### [Aim of the task]
Rewrite the stretch from the start of the rows through the line containing "box: [196, 277, 454, 514]", replacing "positive clicks" with "foreground clicks" and changing nothing else. Give only those lines, without the pictures.
------------------------------
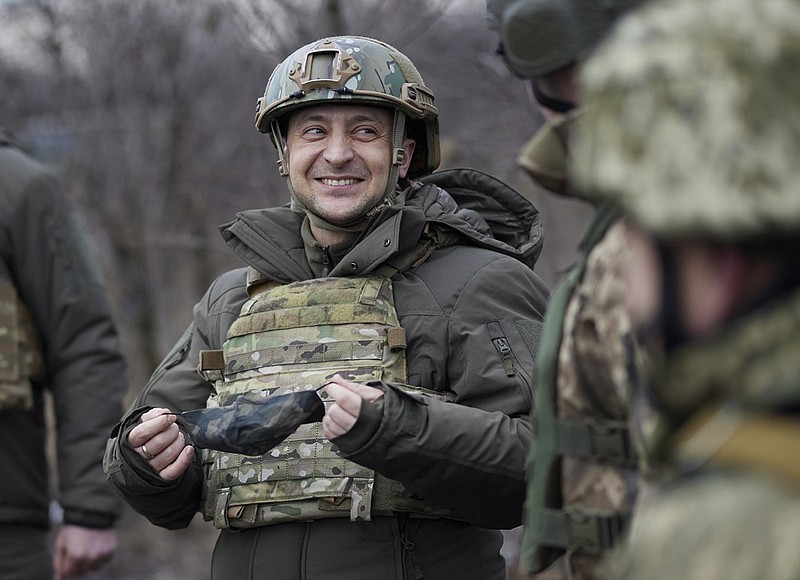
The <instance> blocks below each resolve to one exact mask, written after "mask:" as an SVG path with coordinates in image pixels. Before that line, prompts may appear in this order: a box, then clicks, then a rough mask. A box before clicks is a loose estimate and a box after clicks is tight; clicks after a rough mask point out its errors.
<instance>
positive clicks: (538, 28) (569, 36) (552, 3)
mask: <svg viewBox="0 0 800 580" xmlns="http://www.w3.org/2000/svg"><path fill="white" fill-rule="evenodd" d="M642 1H643V0H487V1H486V9H487V17H488V19H489V26H490V27H491V28H493V29H494V30H496V31H497V32H498V33H499V35H500V44H501V52H502V54H503V58H504V60H505V62H506V65H507V66H508V68H509V69H510V70H511V72H513V73H514V74H516V75H517V76H520V77H523V78H536V77H541V76H543V75H546V74H550V73H552V72H555V71H557V70H558V69H560V68H563V67H565V66H568V65H571V64H574V63H576V62H580V61H583V60H584V59H585V58H586V57H587V56H588V54H589V53H590V52H591V51H592V50H593V49H594V47H595V46H596V44H597V43H598V42H599V41H600V39H602V38H603V37H604V36H605V35H606V33H607V32H608V30H609V29H610V28H611V26H612V25H613V24H614V23H615V22H616V20H617V19H618V18H619V16H620V15H621V14H623V13H624V12H625V11H626V10H628V9H630V8H632V7H633V6H636V5H637V4H640V3H641V2H642Z"/></svg>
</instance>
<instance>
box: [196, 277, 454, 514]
mask: <svg viewBox="0 0 800 580" xmlns="http://www.w3.org/2000/svg"><path fill="white" fill-rule="evenodd" d="M253 272H254V271H253ZM253 272H251V273H253ZM255 275H256V276H257V274H255ZM405 347H406V344H405V332H404V331H403V328H402V327H401V326H400V324H399V321H398V317H397V312H396V310H395V306H394V295H393V288H392V282H391V280H390V279H389V278H388V277H385V276H381V275H371V276H365V277H345V278H321V279H313V280H306V281H302V282H294V283H291V284H286V285H281V286H274V285H273V286H272V287H268V288H267V289H266V290H264V291H263V292H261V293H259V294H257V295H255V296H254V297H252V298H251V299H250V300H248V301H247V302H246V303H245V304H244V305H243V307H242V310H241V313H240V316H239V318H238V319H237V320H236V321H235V322H234V323H233V324H232V325H231V328H230V330H229V331H228V338H227V340H226V342H225V344H224V345H223V350H222V353H221V355H222V356H219V355H220V353H219V352H218V351H206V352H205V353H203V356H201V363H200V372H201V374H203V376H205V377H206V378H207V379H209V380H211V381H213V382H214V385H215V391H216V393H215V394H214V395H212V397H211V398H210V400H209V401H208V405H209V406H217V405H226V404H229V403H230V402H231V401H233V400H234V399H235V398H236V397H237V396H238V395H240V394H244V393H252V394H259V395H272V394H282V393H290V392H296V391H299V390H310V389H316V388H318V387H320V386H322V385H324V384H325V383H327V382H328V381H329V380H330V379H331V378H332V377H333V376H334V375H335V374H337V373H340V374H341V375H342V376H344V377H345V378H347V379H349V380H353V381H356V382H360V383H365V382H368V381H381V380H383V381H391V382H393V383H404V382H405V380H406V353H405ZM223 359H224V365H220V364H215V363H214V362H213V361H215V360H223ZM220 367H222V368H220ZM407 390H408V391H411V392H422V391H423V390H422V389H419V388H416V387H411V386H409V387H407ZM321 394H322V395H323V400H325V401H326V403H328V402H329V401H330V400H329V399H328V400H326V397H325V395H324V392H321ZM425 394H427V395H431V396H438V397H441V396H442V395H441V394H438V393H433V392H431V391H425ZM203 463H204V468H205V470H206V478H205V488H204V492H203V493H204V499H203V513H204V517H205V518H206V519H209V520H213V521H214V524H215V526H216V527H218V528H228V527H234V528H248V527H256V526H262V525H269V524H275V523H281V522H287V521H297V520H313V519H320V518H330V517H342V516H344V517H349V518H350V520H351V521H357V520H369V519H371V517H372V516H373V515H391V514H393V513H395V512H417V513H421V514H427V515H431V516H437V515H446V514H444V512H437V511H436V510H435V509H434V508H433V507H432V506H429V505H426V504H425V503H424V502H422V501H421V500H419V499H418V498H415V497H414V496H413V495H412V494H411V493H410V492H408V491H407V490H405V489H404V488H403V487H402V486H401V485H400V484H399V483H397V482H395V481H392V480H389V479H386V478H384V477H382V476H380V475H379V474H376V473H375V472H374V471H372V470H371V469H367V468H365V467H362V466H360V465H357V464H355V463H353V462H351V461H348V460H346V459H343V458H342V457H340V456H339V455H337V453H336V451H335V449H334V446H333V445H332V444H331V442H330V441H328V440H327V439H326V438H325V437H324V436H323V433H322V423H319V422H317V423H311V424H306V425H302V426H301V427H300V428H299V429H298V430H297V431H296V432H295V433H294V434H292V435H290V436H289V437H288V438H287V439H286V440H285V441H283V442H282V443H281V444H279V445H278V446H277V447H275V448H274V449H272V450H271V451H270V452H268V453H266V454H264V455H262V456H257V457H250V456H244V455H238V454H234V453H226V452H221V451H214V450H204V451H203Z"/></svg>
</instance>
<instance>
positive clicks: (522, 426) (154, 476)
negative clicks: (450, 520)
mask: <svg viewBox="0 0 800 580" xmlns="http://www.w3.org/2000/svg"><path fill="white" fill-rule="evenodd" d="M437 180H438V182H439V183H444V184H445V186H446V187H447V188H448V191H450V192H451V193H452V194H453V196H455V197H456V198H457V199H458V200H459V201H460V203H461V204H462V205H461V206H460V207H459V206H458V205H456V203H455V202H454V200H453V197H452V196H451V195H449V194H448V193H447V192H445V191H443V190H442V189H440V188H438V187H436V186H434V185H423V184H421V183H418V184H416V185H415V186H414V187H413V188H412V189H411V190H408V191H406V192H405V195H402V196H401V200H402V201H401V202H400V203H398V204H396V205H394V206H392V207H389V208H386V209H385V210H383V212H381V213H380V214H379V215H377V216H376V217H375V218H374V219H373V221H372V222H371V223H370V225H369V226H368V228H367V230H366V231H365V232H364V233H363V234H362V235H361V236H360V237H359V240H358V241H357V242H356V243H355V244H354V245H353V247H352V248H350V249H349V251H347V252H345V255H343V256H340V259H338V260H337V261H336V264H335V266H333V268H332V270H331V271H330V274H329V275H331V276H347V275H363V274H365V273H368V272H370V271H373V270H374V269H375V268H377V267H378V266H380V265H381V264H384V263H386V262H387V261H390V260H391V259H392V258H396V257H397V256H399V255H402V254H403V252H405V251H407V250H408V249H409V248H411V247H413V246H414V244H416V242H417V240H418V239H419V238H420V236H421V235H422V232H423V228H424V227H425V226H426V224H427V225H428V226H429V227H430V228H432V229H434V230H435V231H436V232H437V235H438V239H439V245H438V247H437V249H436V250H435V251H434V252H433V253H432V254H431V255H430V257H429V258H428V259H427V260H426V261H425V262H424V263H422V264H421V265H419V266H416V267H412V268H411V269H409V270H407V271H402V272H400V273H398V274H396V275H395V276H394V277H393V284H394V293H395V302H396V307H397V312H398V316H399V319H400V323H401V325H402V326H403V327H404V329H405V331H406V336H407V343H408V347H407V356H408V382H409V383H411V384H414V385H417V386H421V387H425V388H428V389H434V390H437V391H447V392H449V393H451V394H452V395H453V398H454V399H455V403H456V404H453V403H446V402H441V401H436V400H431V401H428V402H427V404H422V403H421V402H420V401H419V400H417V399H412V398H410V397H406V396H403V394H402V393H400V392H398V391H397V390H395V389H393V388H391V385H389V389H388V390H387V392H386V395H385V397H384V398H383V399H384V400H383V403H382V406H381V407H380V409H378V412H377V413H369V412H367V413H363V414H362V417H361V418H360V419H359V422H358V423H357V424H356V426H355V428H354V429H353V431H351V433H349V434H348V435H346V436H345V437H342V438H340V440H337V441H336V442H335V443H336V444H337V446H338V447H339V448H340V450H341V452H342V454H343V455H345V456H346V457H348V458H349V459H352V460H353V461H355V462H357V463H360V464H363V465H365V466H367V467H370V468H372V469H374V470H375V471H377V472H379V473H381V474H383V475H385V476H388V477H390V478H393V479H396V480H399V481H400V482H402V483H403V484H404V485H405V486H406V487H407V488H408V489H410V490H412V491H413V492H415V493H416V494H418V495H420V496H422V497H423V498H425V499H426V500H428V501H430V502H433V503H436V504H438V505H441V506H442V507H444V508H446V509H448V510H450V511H451V512H452V513H454V514H456V515H457V516H458V517H460V518H463V519H464V520H467V521H468V522H470V523H471V524H473V525H476V526H482V527H491V528H511V527H514V526H517V525H519V524H520V523H521V516H522V503H523V499H524V494H525V463H526V459H527V454H528V449H529V446H530V441H531V424H530V420H529V415H530V411H531V402H532V389H533V383H532V380H533V379H532V375H533V372H532V370H533V366H534V353H532V351H531V349H530V348H528V344H526V339H527V340H528V341H529V342H531V343H532V346H533V348H534V350H535V344H536V337H537V332H538V329H539V326H540V324H541V320H542V316H543V312H544V308H545V302H546V299H547V290H546V288H545V286H544V285H543V283H542V281H541V280H540V279H539V277H538V276H537V275H536V274H535V273H534V272H533V270H532V266H533V263H534V262H535V260H536V258H537V257H538V254H539V251H540V246H541V241H542V239H541V227H540V224H539V218H538V212H537V211H536V209H535V208H534V207H533V206H532V205H531V204H530V203H529V202H527V201H525V200H524V199H523V198H522V197H521V196H519V195H518V194H516V192H513V190H510V189H508V188H507V187H505V186H503V187H501V188H499V190H497V185H496V184H497V182H494V183H492V180H491V178H488V176H485V175H483V174H480V173H478V172H467V173H448V174H444V175H440V176H439V177H437ZM487 180H488V181H487ZM487 187H494V188H495V192H494V195H493V196H489V195H487V194H485V193H481V191H482V190H485V188H487ZM481 216H484V217H485V218H486V219H487V220H488V223H487V221H485V220H484V218H483V217H481ZM303 220H304V216H303V215H301V214H297V213H294V212H292V211H291V210H290V209H289V208H288V207H280V208H272V209H262V210H253V211H248V212H244V213H242V214H240V215H239V217H238V219H237V220H236V221H234V222H232V223H231V224H228V225H226V226H223V227H222V234H223V236H224V237H225V239H226V241H227V242H228V244H229V245H230V246H231V247H232V248H233V249H234V250H235V251H236V253H237V254H238V255H239V256H240V257H241V258H242V259H243V260H244V261H245V262H246V263H247V264H248V265H249V266H252V267H254V268H255V269H257V270H258V271H259V272H260V273H261V274H262V275H263V276H264V277H266V278H269V279H274V280H277V281H279V282H282V283H287V282H291V281H294V280H304V279H310V278H313V277H317V276H318V274H316V273H315V271H314V269H313V268H312V266H310V264H309V254H310V253H312V252H313V251H314V249H313V248H311V249H309V248H307V246H306V243H305V242H304V241H303V236H302V235H301V226H302V224H303ZM495 236H498V237H500V238H502V240H501V239H498V237H495ZM503 240H505V241H503ZM245 299H246V292H245V269H240V270H235V271H232V272H228V273H226V274H223V275H222V276H221V277H220V278H218V279H217V280H216V281H215V282H214V283H213V284H212V285H211V287H210V288H209V289H208V291H207V292H206V294H205V296H204V297H203V298H202V300H201V301H200V302H199V303H198V304H197V305H196V306H195V309H194V321H193V323H192V324H191V325H190V327H189V328H188V329H187V331H186V333H185V334H184V336H183V338H182V339H181V340H180V341H179V342H178V344H177V345H176V346H175V348H174V349H173V351H172V352H171V353H169V354H168V355H167V357H166V359H165V360H164V362H163V363H162V364H161V366H160V367H159V368H158V369H157V370H156V371H155V373H154V375H153V377H152V379H151V380H150V382H149V383H148V385H147V386H146V387H145V389H144V390H143V392H142V393H141V395H140V396H139V398H138V400H137V401H136V402H135V403H134V405H133V407H132V410H131V412H130V413H129V415H128V416H127V417H126V418H124V419H123V421H122V422H121V423H120V425H119V427H118V428H117V429H116V430H115V431H114V433H113V435H112V439H111V441H110V445H109V451H108V453H107V456H106V470H107V473H108V474H109V476H110V478H111V480H112V481H113V482H114V484H115V485H117V487H118V488H119V489H120V491H121V492H122V493H123V495H124V496H125V498H126V500H127V501H128V502H129V503H130V504H131V505H132V506H133V507H134V508H135V509H136V510H137V511H139V512H140V513H142V514H144V515H145V516H147V517H148V518H149V519H150V520H151V521H152V522H153V523H155V524H157V525H160V526H164V527H167V528H180V527H184V526H186V525H187V524H188V523H189V521H190V520H191V519H192V517H193V516H194V514H195V513H196V512H197V511H198V509H199V507H200V495H201V489H200V488H201V484H202V478H203V475H202V471H201V470H200V465H199V464H198V465H196V466H195V468H194V469H190V470H188V471H187V472H186V473H185V474H184V476H183V477H182V478H181V479H179V480H178V481H176V482H166V481H163V480H161V479H160V478H159V477H158V476H157V475H156V474H155V473H153V472H152V471H151V470H149V466H148V464H147V463H145V462H144V461H143V460H142V458H141V457H140V456H139V455H138V454H137V453H135V452H134V451H133V450H132V449H131V448H130V447H129V446H128V445H127V443H125V434H126V431H127V430H129V429H130V428H132V426H133V425H134V424H135V422H136V421H137V420H138V417H139V416H140V415H141V414H142V412H143V411H144V409H146V408H148V407H153V406H164V407H168V408H170V409H174V410H175V411H181V410H186V409H194V408H198V407H204V406H205V403H206V399H207V398H208V395H209V393H210V392H211V389H212V387H211V385H210V384H208V383H206V382H205V381H203V380H202V379H201V378H200V377H199V376H198V374H197V372H196V371H195V368H196V365H197V361H198V353H199V351H200V350H205V349H219V348H220V347H221V345H222V343H223V342H224V340H225V337H226V331H227V329H228V327H229V326H230V324H231V323H232V322H233V320H234V319H235V318H236V316H237V314H238V312H239V309H240V307H241V305H242V303H243V302H244V300H245ZM503 344H507V345H508V347H509V349H508V350H506V349H504V348H501V345H503ZM342 524H343V525H350V522H347V521H342Z"/></svg>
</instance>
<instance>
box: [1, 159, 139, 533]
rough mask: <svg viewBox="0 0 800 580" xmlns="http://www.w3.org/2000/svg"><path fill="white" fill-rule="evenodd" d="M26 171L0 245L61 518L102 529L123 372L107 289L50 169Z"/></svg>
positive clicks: (96, 261) (118, 345)
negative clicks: (41, 418) (28, 353)
mask: <svg viewBox="0 0 800 580" xmlns="http://www.w3.org/2000/svg"><path fill="white" fill-rule="evenodd" d="M20 159H22V157H21V156H20ZM25 163H27V161H24V160H21V161H20V165H23V164H25ZM31 167H35V166H34V165H33V164H31ZM28 175H29V179H28V180H27V181H26V183H25V185H24V186H23V187H22V188H21V189H20V193H21V195H20V197H19V198H18V201H19V203H18V205H17V206H16V208H15V210H14V213H13V214H12V215H11V220H10V226H9V230H8V231H9V236H10V238H11V239H10V240H9V242H8V243H9V244H10V245H9V246H7V247H10V248H13V252H12V253H11V254H9V259H10V262H11V263H10V266H9V267H10V270H11V272H12V275H13V277H14V283H15V285H16V287H17V289H18V291H19V293H20V296H21V297H22V300H23V301H24V302H25V303H26V305H27V307H28V308H29V309H30V311H31V314H32V316H33V319H34V321H35V324H36V327H37V329H38V332H39V335H40V338H41V341H42V348H43V355H44V361H45V368H46V372H47V378H46V382H47V384H46V386H47V387H48V388H49V390H50V391H51V393H52V396H53V399H52V400H53V406H54V415H55V427H56V437H55V445H56V459H57V469H58V482H59V483H58V485H59V496H58V499H59V502H60V503H61V505H62V507H63V508H64V519H65V521H66V522H67V523H71V524H75V525H85V526H90V527H107V526H110V525H111V524H112V523H113V521H114V519H116V517H117V516H118V515H119V512H120V508H121V503H120V501H119V498H118V497H117V496H116V494H115V493H114V491H113V489H112V488H111V487H110V486H109V485H108V482H107V481H106V479H105V477H104V476H103V471H102V467H101V462H100V459H101V458H102V456H103V449H104V446H105V440H106V437H107V434H108V432H109V431H110V429H111V427H112V426H113V425H114V423H115V421H117V420H118V419H119V416H120V414H121V413H122V401H123V398H124V396H125V393H126V391H127V388H128V382H127V375H126V373H127V369H126V365H125V361H124V359H123V356H122V353H121V346H120V341H119V337H118V335H117V331H116V328H115V325H114V322H113V320H112V316H111V309H110V305H109V302H108V298H107V295H106V292H107V289H106V287H105V284H104V282H103V279H102V276H101V273H100V271H99V268H98V267H97V265H96V264H97V260H96V258H95V257H94V255H93V254H92V251H91V248H90V244H89V241H88V239H87V238H86V235H85V233H84V231H85V230H84V228H82V226H81V224H80V222H79V219H78V216H77V213H76V212H75V211H74V209H73V208H72V207H71V206H70V204H69V203H68V202H67V200H66V199H65V198H64V196H63V194H62V192H61V191H60V186H59V184H58V182H57V180H56V179H55V178H54V177H53V176H52V175H50V174H49V173H48V172H46V171H43V170H39V171H36V170H34V169H31V171H30V173H29V174H28ZM87 409H91V412H88V413H87V412H86V410H87Z"/></svg>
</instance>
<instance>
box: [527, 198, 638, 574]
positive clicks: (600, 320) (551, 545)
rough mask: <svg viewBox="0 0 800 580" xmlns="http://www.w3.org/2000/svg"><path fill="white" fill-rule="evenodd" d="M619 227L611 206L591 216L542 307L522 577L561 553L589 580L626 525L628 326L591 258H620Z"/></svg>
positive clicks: (633, 485)
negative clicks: (578, 259) (556, 282)
mask: <svg viewBox="0 0 800 580" xmlns="http://www.w3.org/2000/svg"><path fill="white" fill-rule="evenodd" d="M619 217H620V213H619V212H618V211H616V210H614V209H613V208H612V207H611V206H608V205H607V206H605V207H603V208H601V209H600V210H598V213H597V215H596V216H595V219H594V221H593V222H592V224H591V226H590V227H589V230H588V232H587V234H586V236H585V238H584V240H583V241H582V243H581V256H582V259H581V261H579V262H578V263H577V264H576V265H575V266H574V267H573V269H572V270H570V272H569V273H568V274H567V276H566V278H565V279H564V281H563V282H562V283H561V284H560V285H559V287H558V289H557V290H556V292H554V294H553V296H552V299H551V301H550V304H549V305H548V310H547V314H546V318H545V326H544V328H545V330H544V335H543V338H542V341H541V352H540V356H539V359H538V360H539V383H538V384H539V388H538V390H537V391H536V398H535V400H534V424H535V426H536V437H535V441H534V445H533V447H532V449H531V462H530V466H529V475H528V482H529V483H528V494H527V500H526V504H525V505H526V507H525V528H524V532H523V540H522V553H521V560H520V565H521V569H522V570H523V571H524V572H526V573H528V574H533V573H537V572H542V571H543V570H545V569H546V568H547V567H548V566H550V564H552V563H553V562H554V561H555V560H556V559H557V558H559V557H560V556H562V555H563V554H565V553H567V554H569V555H570V566H571V567H572V568H573V569H574V570H575V572H576V573H577V574H578V575H577V576H575V577H580V578H584V577H592V576H593V574H594V571H593V570H594V568H595V566H596V565H597V562H598V559H597V556H599V555H601V554H602V553H603V552H605V551H607V550H609V549H610V548H611V547H612V546H613V545H614V544H616V542H617V541H618V540H619V539H620V537H621V536H622V534H623V532H624V531H625V530H626V528H627V526H628V523H629V520H630V510H631V506H632V503H633V500H634V497H635V491H636V476H635V468H636V465H637V445H636V444H635V443H634V442H633V441H632V438H631V435H630V430H629V428H628V421H627V412H628V409H627V400H628V396H629V393H628V392H626V391H627V390H628V389H629V388H630V386H631V384H632V383H633V382H634V381H637V380H639V379H638V378H637V372H636V367H635V366H634V365H633V363H632V361H633V360H634V359H633V348H634V345H633V343H632V342H630V341H631V340H632V337H631V335H630V329H629V328H627V326H626V324H625V322H626V321H627V318H626V317H622V316H619V315H617V314H620V315H621V310H619V308H620V306H621V304H620V303H619V300H618V299H617V298H615V296H617V295H618V292H616V290H615V288H613V287H611V286H609V284H614V283H617V282H618V280H616V277H612V274H613V272H612V271H611V270H612V269H613V268H612V266H611V265H610V264H608V263H605V262H604V260H606V261H607V258H597V256H598V255H601V254H602V255H603V256H608V257H610V259H612V260H615V259H617V258H616V257H618V256H619V255H621V253H622V250H623V245H624V238H623V237H622V236H621V230H620V223H621V222H620V220H619V219H618V218H619ZM601 245H602V247H603V249H602V250H601V251H596V250H598V249H599V248H600V247H601ZM601 321H602V322H604V323H605V326H600V322H601ZM608 341H615V342H613V344H611V343H609V342H608Z"/></svg>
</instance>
------------------------------
### [Written solution]
The <instance> blocks below each resolve to one exact mask, written after "mask:" as an SVG path with coordinates in image pixels. Before that line, prompts may appear in this order: a box, then clicks, then a rough mask. A box before clicks is a loose estimate and a box after clicks is tight; clicks after a rough mask point out its errors.
<instance>
foreground clicks: (538, 28) (569, 36) (552, 3)
mask: <svg viewBox="0 0 800 580" xmlns="http://www.w3.org/2000/svg"><path fill="white" fill-rule="evenodd" d="M642 1H643V0H487V1H486V9H487V17H488V19H489V26H490V27H491V28H493V29H494V30H496V31H497V32H498V33H499V35H500V44H501V52H502V54H503V58H504V60H505V62H506V65H507V66H508V68H509V69H510V70H511V72H513V73H514V74H516V75H517V76H520V77H523V78H536V77H541V76H543V75H546V74H550V73H552V72H555V71H557V70H558V69H560V68H563V67H565V66H568V65H571V64H574V63H576V62H580V61H583V60H584V59H585V58H586V57H587V56H588V54H589V53H590V52H591V51H592V50H593V49H594V47H595V46H596V44H597V43H598V42H599V41H600V39H602V38H603V37H604V36H605V35H606V33H607V32H608V30H609V29H610V28H611V26H612V25H613V24H614V23H615V22H616V20H617V19H618V18H619V16H620V15H621V14H623V13H624V12H625V11H626V10H628V9H630V8H632V7H633V6H636V5H637V4H640V3H641V2H642Z"/></svg>
</instance>
<instance>
box: [196, 277, 454, 514]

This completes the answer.